What this task involves: All of the records below need to be copied exactly.

*** Material to process ***

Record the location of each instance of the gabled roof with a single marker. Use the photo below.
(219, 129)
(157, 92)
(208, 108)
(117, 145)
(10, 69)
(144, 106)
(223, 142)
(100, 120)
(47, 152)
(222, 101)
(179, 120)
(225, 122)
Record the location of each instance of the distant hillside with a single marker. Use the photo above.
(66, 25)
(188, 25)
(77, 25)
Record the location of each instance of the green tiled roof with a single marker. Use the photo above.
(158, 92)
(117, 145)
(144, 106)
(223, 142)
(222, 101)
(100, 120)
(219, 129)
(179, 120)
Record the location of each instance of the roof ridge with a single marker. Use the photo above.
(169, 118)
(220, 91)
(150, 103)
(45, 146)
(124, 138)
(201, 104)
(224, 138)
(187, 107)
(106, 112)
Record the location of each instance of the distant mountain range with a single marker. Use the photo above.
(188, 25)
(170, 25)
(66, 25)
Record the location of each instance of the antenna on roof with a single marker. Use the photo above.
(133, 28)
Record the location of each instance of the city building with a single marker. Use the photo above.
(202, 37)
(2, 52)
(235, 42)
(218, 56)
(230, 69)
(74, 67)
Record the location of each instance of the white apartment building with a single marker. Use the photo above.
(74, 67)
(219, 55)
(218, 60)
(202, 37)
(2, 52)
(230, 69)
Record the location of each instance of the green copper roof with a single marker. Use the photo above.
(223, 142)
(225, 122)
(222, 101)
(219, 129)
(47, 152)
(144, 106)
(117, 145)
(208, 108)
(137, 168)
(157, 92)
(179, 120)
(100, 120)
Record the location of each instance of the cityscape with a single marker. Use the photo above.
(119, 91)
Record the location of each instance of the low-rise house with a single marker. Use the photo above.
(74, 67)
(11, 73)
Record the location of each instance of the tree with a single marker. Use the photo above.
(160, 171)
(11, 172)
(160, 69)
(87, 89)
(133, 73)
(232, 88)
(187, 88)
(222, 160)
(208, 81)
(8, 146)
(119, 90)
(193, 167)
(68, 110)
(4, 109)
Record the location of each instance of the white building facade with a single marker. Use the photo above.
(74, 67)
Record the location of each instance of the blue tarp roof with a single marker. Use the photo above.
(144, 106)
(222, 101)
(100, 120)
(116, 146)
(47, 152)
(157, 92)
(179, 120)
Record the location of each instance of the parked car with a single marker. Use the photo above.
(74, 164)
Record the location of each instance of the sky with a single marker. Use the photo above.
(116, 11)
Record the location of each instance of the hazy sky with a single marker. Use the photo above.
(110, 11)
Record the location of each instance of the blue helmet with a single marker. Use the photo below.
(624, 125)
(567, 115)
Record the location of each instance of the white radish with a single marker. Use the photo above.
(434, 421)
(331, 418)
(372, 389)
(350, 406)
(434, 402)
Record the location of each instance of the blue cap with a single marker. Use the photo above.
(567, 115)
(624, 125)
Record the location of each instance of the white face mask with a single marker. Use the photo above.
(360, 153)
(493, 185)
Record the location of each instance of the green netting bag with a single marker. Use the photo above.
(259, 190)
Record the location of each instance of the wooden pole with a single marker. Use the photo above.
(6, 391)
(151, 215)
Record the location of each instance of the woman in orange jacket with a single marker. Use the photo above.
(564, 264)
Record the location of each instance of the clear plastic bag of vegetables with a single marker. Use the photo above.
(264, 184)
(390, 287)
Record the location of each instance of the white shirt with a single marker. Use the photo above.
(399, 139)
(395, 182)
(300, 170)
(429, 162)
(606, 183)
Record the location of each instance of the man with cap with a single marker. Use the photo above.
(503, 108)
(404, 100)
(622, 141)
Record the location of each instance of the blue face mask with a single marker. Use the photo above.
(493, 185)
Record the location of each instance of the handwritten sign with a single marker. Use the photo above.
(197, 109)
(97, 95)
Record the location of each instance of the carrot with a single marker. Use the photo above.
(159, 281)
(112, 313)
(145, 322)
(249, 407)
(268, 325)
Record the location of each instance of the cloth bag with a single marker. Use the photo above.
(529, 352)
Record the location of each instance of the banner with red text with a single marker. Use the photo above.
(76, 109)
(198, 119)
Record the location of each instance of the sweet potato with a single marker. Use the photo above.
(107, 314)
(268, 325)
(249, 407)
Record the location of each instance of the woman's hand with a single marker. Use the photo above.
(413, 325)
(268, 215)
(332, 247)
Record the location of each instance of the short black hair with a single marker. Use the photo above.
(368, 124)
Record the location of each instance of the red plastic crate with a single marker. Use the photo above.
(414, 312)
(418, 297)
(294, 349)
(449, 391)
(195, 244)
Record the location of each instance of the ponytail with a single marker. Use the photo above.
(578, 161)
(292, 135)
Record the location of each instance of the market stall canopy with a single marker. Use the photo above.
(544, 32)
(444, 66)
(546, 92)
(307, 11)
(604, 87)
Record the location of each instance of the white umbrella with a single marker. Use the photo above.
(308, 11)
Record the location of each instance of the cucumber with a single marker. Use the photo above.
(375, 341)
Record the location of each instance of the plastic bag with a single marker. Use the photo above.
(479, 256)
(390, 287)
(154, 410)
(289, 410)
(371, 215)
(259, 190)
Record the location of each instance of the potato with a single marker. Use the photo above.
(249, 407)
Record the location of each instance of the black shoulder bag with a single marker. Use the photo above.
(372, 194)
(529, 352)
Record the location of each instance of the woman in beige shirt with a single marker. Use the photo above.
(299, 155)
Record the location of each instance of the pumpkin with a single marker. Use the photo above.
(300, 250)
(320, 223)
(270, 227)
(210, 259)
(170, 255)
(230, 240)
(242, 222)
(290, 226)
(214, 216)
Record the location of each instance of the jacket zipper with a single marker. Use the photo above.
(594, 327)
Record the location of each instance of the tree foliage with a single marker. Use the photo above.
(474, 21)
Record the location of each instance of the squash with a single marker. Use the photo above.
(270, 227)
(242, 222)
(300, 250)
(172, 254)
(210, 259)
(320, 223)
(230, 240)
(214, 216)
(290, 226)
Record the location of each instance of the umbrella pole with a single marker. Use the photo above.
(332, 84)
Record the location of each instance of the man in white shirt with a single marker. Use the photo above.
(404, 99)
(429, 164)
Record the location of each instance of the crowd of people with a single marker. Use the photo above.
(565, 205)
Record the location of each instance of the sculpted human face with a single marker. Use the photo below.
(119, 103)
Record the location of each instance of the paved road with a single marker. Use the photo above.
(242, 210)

***

Written answer:
Record the location of each instance of the gabled roof with a single marker. Use the photo below.
(219, 129)
(157, 92)
(208, 108)
(117, 145)
(10, 69)
(144, 106)
(223, 142)
(100, 120)
(47, 152)
(222, 101)
(179, 120)
(225, 122)
Record the location of each instance of the distant hillside with a single marker. Use the photo above.
(66, 25)
(188, 25)
(77, 25)
Record the location of each instance of the green tiled roof with a single marker. Use the photo above.
(158, 92)
(117, 145)
(144, 106)
(223, 142)
(222, 101)
(100, 120)
(219, 129)
(179, 120)
Record the location of each instance of the roof ridge with a single marker. Use the photo above.
(169, 118)
(220, 91)
(150, 103)
(45, 146)
(124, 138)
(201, 104)
(224, 138)
(187, 107)
(106, 112)
Record the location of each instance of the distant mountain range with a single marker. Use the photo above.
(188, 25)
(170, 25)
(66, 25)
Record the location of each instance of the antenna on roof with a single marker. Use the photo above.
(133, 28)
Record the location of each instance of the city building with a single marker. Use the photo above.
(202, 37)
(2, 52)
(235, 42)
(218, 56)
(230, 69)
(74, 67)
Record the location of each instance of the white apartment building with a single marker. Use the photo above.
(74, 67)
(219, 55)
(218, 60)
(202, 37)
(2, 52)
(230, 69)
Record the location of each instance of the green copper roof with a single marker. Use the photo above.
(223, 142)
(225, 122)
(222, 101)
(219, 129)
(47, 152)
(144, 106)
(117, 145)
(208, 108)
(137, 168)
(157, 92)
(179, 120)
(100, 120)
Record the location of each instance of the cityscape with a single marker. Use the photo above.
(119, 91)
Record the location of each instance of the low-rise house with a single marker. Use the photo above.
(74, 67)
(11, 73)
Record the location of each instance of the tree with a single marker. Use the photo above.
(160, 171)
(11, 172)
(160, 69)
(87, 89)
(133, 73)
(232, 88)
(187, 88)
(222, 160)
(208, 81)
(8, 146)
(119, 90)
(193, 167)
(68, 110)
(4, 109)
Record the location of each instance of the white building facade with a single marker. Use the photo above.
(74, 67)
Record the location of each instance of the blue tarp roof with a single marker. Use the photo above.
(144, 106)
(222, 101)
(100, 120)
(116, 146)
(47, 152)
(157, 92)
(179, 120)
Record the location of each instance of the parked car with a single marker. Use the photo above.
(74, 164)
Record the location of each instance of the sky with a single marker. Use the photo above.
(116, 11)
Record the location of each instance of the hazy sky with a single marker. Use the photo above.
(110, 11)
Record the location of each instance of the blue helmet with a single marker. Use the photo below.
(624, 125)
(567, 115)
Record the location of each instance of the white radish with a single marker. Use the photo above.
(434, 421)
(331, 418)
(372, 389)
(350, 406)
(434, 402)
Record the location of each instance of the blue cap with a single marker. Use the photo above.
(567, 115)
(624, 125)
Record the location of each instance of the white face mask with a single marker. Use the photo above.
(360, 153)
(493, 185)
Record the location of each instance of the green netting bag with a single marker. Use the photo above.
(259, 190)
Record the location of each instance of the wooden pole with a single marker. Use the photo above.
(6, 391)
(151, 215)
Record the location of each instance of the woman in orange jacket with a single marker. Use the photo above.
(564, 264)
Record the location of each instance of the clear plastic bag of vegetables with a single marker. Use the photo above.
(264, 184)
(390, 287)
Record the location of each instance of the white shirt with a single marker. Use the photo above.
(399, 139)
(395, 182)
(300, 170)
(429, 162)
(606, 183)
Record the location of each instance of the man with cap with a single marker. Use the photo above.
(503, 108)
(404, 100)
(622, 141)
Record the location of each instance of the blue face mask with a single marker. Use the photo above.
(493, 185)
Record the location of each instance of the handwritten sign with a single marker. Use the photo above.
(197, 109)
(97, 95)
Record the location of each instance of the carrot with a single marker. Use the photo above.
(159, 281)
(112, 313)
(145, 322)
(249, 407)
(268, 325)
Record the location of each instance of the cloth bag with a single marker. Use the photo above.
(529, 352)
Record the location of each instance of the banner with red text with a single marker. Use the photo above.
(76, 109)
(198, 119)
Record the location of each instance of the sweet potato with a single marker. Use the photo above.
(107, 314)
(268, 325)
(249, 407)
Record the location of each instance of the woman's hand with a single marker. Use the photo above.
(413, 325)
(268, 215)
(332, 247)
Record the location of each instance of the short black hair with a single marker. Use the photo above.
(368, 124)
Record the location of each instance of the red plastic crate with a single marker. Use the photo above.
(414, 312)
(418, 297)
(294, 349)
(449, 391)
(195, 244)
Record the location of each instance of the ponytail with a single marker. Use the photo above.
(578, 161)
(292, 135)
Record the location of each instance of the market stall canopy with a single marker. Use the photo above.
(544, 32)
(444, 66)
(546, 92)
(307, 11)
(604, 87)
Record the location of each instance of the white umbrella with a single marker. Use the photo above.
(308, 11)
Record the location of each instance of the cucumber with a single marker. Use the photo above.
(375, 341)
Record the location of each instance of the plastic bag with a single marker. Use the photo above.
(479, 256)
(390, 287)
(154, 410)
(289, 410)
(371, 215)
(259, 190)
Record the location of each instance of the potato with a single marker. Use the photo above.
(249, 407)
Record the location of each instance of the black shoulder bag with a single marker. Use the photo above.
(372, 194)
(529, 352)
Record the location of each instance of the woman in beige shirt with a single marker. Use the photo above.
(299, 155)
Record the location of each instance of the pumpkin with a single marker. Use the photo above.
(300, 250)
(320, 223)
(270, 227)
(210, 259)
(170, 255)
(230, 240)
(242, 222)
(290, 226)
(214, 216)
Record the location of each instance of the jacket zipper with a single marker. Use the photo above.
(594, 327)
Record the location of each instance of the tree foliage with a single marker. Use the photo above.
(474, 21)
Record the location of each instance of the squash with a single marker. Use the photo above.
(270, 227)
(242, 222)
(300, 250)
(172, 254)
(210, 259)
(320, 223)
(230, 240)
(214, 216)
(290, 226)
Record the location of each instance of the umbrella pole with a single marker. Use the photo above.
(332, 84)
Record the location of each instance of the man in white shirt with a single marker. Use the photo above.
(404, 99)
(429, 164)
Record the location of each instance of the crowd of people with a single marker. Use the photo above.
(565, 205)
Record the location of each instance of the sculpted human face with a single marker. Use the photo below.
(119, 103)
Record the location of each instance of the paved road with a single marker. Use the photo above.
(242, 210)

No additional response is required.